__Set of tasks__
A - Answer each question from the abstract on CMC/nZVI injection at a chlorinated solvent site.
(i) Over what period were the microbial communities monitored after the injection?
(ii) What method was used to obtain the genetic profile of the microbial community?
(iii) On what day and at what time is the abstract's session listed?
B - List every organization named in the author affiliations of the abstract on CMC/nZVI injection at a chlorinated solvent site.

Long term impacts of CMC/nZVI amendment injection on organohalide-respiring microbial communities at a chlorinated solvent field site

Thursday, 18 December 2014: 5:45 PM
Chris M Kocur1, Line Lomheim2, Hardiljeet K Boparai1, Ahmed I Chowdhury1, Kela Weber1, Leanne Murdie Austrins3, Brent Sleep2, Denis M O'Carroll1 and Elizabeth Edwards2, (1)Western University, Civil and Environmental Engineering, London, ON, Canada, (2)University of Toronto, Toronto, ON, Canada, (3)CH2M HILL, Komoka, ON, Canada
Injection of carboxymethyl-cellulose stabilized nanoscale Zero Valent Iron (CMC/nZVI) has received significant attention in the last decade as an emerging alternative for in-situ remediation of chlorinated solvents and other recalcitrant compounds. There has also been some indication that injection of nZVI will create conditions that will stimulate in-situ microbial populations, leading to further contaminant degradation. Carboxy-methyl cellulose (CMC) is commonly used for nZVI synthesis as it provides steric stabilization for the nanoparticles, however, the CMC is equally important as a subsurface amendment as it may act as a fermentable substrate for microorganisms in-situ. In this study, microbial communities were monitored over a 2.5 year period following the injection of CMC/nZVI at a chlorinated solvent remediation site. Dehalococcoides spp. genetic markers and vinyl chloride reductase genes (vcrA) were targeted in the 16s RNA using quantitative polymerase chain reaction (qPCR). This analysis was complimented with a suite of aqueous chlorinated ethene, ethane, and methane compounds to monitor degradation. Following the injection of CMC/nZVI a decline of parent chlorinated compound concentrations was observed as well as the emergence of daughter products. A period of abiotic nZVI oxidation is believed to be responsible for a portion of the degradation at the site, however, a prolonged period of contaminant degradation followed and is believed to be the result of organohalide-respiring microorganisms native to the site. Further analysis was performed on the microbial samples using 454 pyrotag sequencing of amplified 16S rRNA genes to obtain the genetic profile of the microbial community. Of particular interest within this large genomic profile is the characterization of the stable population of important organohalide-respiring microorganisms on site. Results suggest that there is a distinctly different response in the organohalide-respiring microbial community in areas of the site where CMC/nZVI amendments were injected compared to a background response.

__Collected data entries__

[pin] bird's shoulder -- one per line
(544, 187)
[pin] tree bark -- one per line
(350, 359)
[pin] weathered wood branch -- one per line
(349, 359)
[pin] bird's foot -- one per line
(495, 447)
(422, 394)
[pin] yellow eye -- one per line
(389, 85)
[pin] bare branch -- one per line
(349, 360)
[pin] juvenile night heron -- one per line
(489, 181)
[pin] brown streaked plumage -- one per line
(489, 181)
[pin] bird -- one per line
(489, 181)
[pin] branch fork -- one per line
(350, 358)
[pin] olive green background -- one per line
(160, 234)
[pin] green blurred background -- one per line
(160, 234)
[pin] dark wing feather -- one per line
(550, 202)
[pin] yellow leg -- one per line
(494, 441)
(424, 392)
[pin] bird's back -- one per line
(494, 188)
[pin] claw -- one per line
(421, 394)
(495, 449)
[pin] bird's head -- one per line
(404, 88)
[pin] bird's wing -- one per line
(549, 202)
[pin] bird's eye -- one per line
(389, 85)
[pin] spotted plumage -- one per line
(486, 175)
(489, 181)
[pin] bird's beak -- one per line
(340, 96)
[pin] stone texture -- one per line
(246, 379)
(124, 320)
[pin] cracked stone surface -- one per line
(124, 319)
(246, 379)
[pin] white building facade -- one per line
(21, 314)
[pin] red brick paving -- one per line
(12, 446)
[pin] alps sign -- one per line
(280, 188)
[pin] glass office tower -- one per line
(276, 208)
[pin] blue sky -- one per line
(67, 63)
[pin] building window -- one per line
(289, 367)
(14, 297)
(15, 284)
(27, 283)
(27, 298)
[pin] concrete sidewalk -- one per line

---

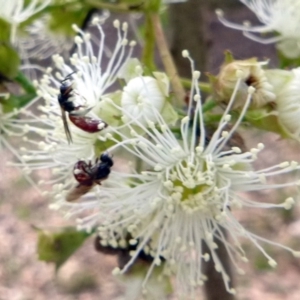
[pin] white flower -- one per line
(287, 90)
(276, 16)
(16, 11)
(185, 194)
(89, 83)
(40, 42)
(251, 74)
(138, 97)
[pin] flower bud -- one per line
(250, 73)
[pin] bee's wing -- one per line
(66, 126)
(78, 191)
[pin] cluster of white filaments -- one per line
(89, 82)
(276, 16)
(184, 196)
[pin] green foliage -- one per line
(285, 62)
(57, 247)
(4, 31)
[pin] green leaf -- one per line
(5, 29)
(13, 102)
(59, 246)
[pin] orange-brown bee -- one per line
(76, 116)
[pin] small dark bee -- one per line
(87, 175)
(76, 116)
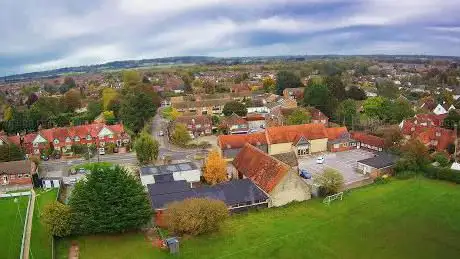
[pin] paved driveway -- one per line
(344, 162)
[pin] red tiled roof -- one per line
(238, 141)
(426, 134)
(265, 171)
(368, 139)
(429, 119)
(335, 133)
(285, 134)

__List of solutions__
A -
(i) A 2.5 year period.
(ii) 454 pyrotag sequencing of amplified 16S rRNA genes.
(iii) Thursday, 18 December 2014, at 5:45 PM.

B -
- Western University
- University of Toronto
- CH2M HILL